Условие задачи
Выпишите дословно из приведенного ниже текста о Вебере и Ницше фрагмент от слов «В частности, буддизм, согласно» до слов «групп, не имеют.» включительно.

Текст упражнения
========================================================================
В частности, буддизм, согласно Веберу, это неподходящий объект для распространения на него Г. в духе Ницше, т. к. он представляет собой «религию спасения интеллектуалов, последователи которой почти без исключения принадлежат к привилегированным кастам», и поэтому ничего общего с моралью, основанной на мстительных чувствах низших социальных групп, не имеют.

Интересно
В своей Г. Ницше, по мысли Вебера, преувеличил также значение такого понятия, как «инстинкт». Из «плебейских инстинктов» нельзя вывести веру в богосыновство Иисуса, потому что она невозможна без харизмы. Тем самым Вебер расширяет горизонт Г. как метода анализа историко-культурных явлений, преодолевая жесткий редукционизм, к которому склонялся ее основатель.

Г., как она понимается Вебером, уже не может уложиться в рамки «подозревающей» метаэпистемологической ориентации. Поэтому мы стоим перед выбором: или жестко связать понятие о Г. как методе анализа культуры с установкой на «подозрение» (в духе Ницше, Маркса, Фрейда классиков «школы подозрения») или же пойти на расширение горизонта этого подхода и считать возможным говорить и о «возвышающей» Г.
========================================================================
Исходные данные
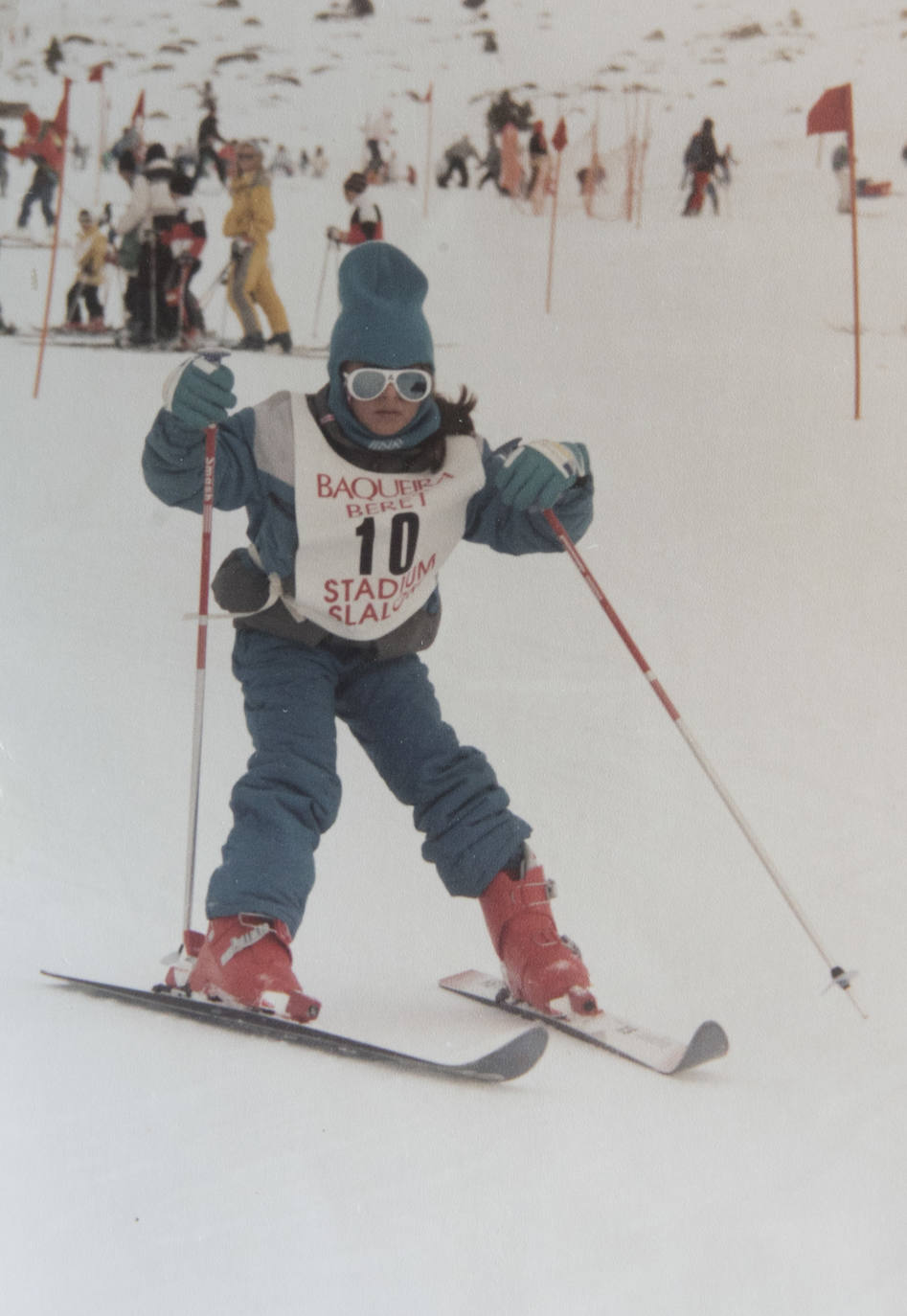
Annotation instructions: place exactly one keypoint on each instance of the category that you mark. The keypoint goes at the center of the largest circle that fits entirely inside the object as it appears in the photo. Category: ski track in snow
(749, 532)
========================================================================
Ответ ниже
В частности, буддизм, согласно Веберу, это неподходящий объект для распространения на него Г. в духе Ницше, т. к. он представляет собой «религию спасения интеллектуалов, последователи которой почти без исключения принадлежат к привилегированным кастам», и поэтому ничего общего с моралью, основанной на мстительных чувствах низших социальных групп, не имеют.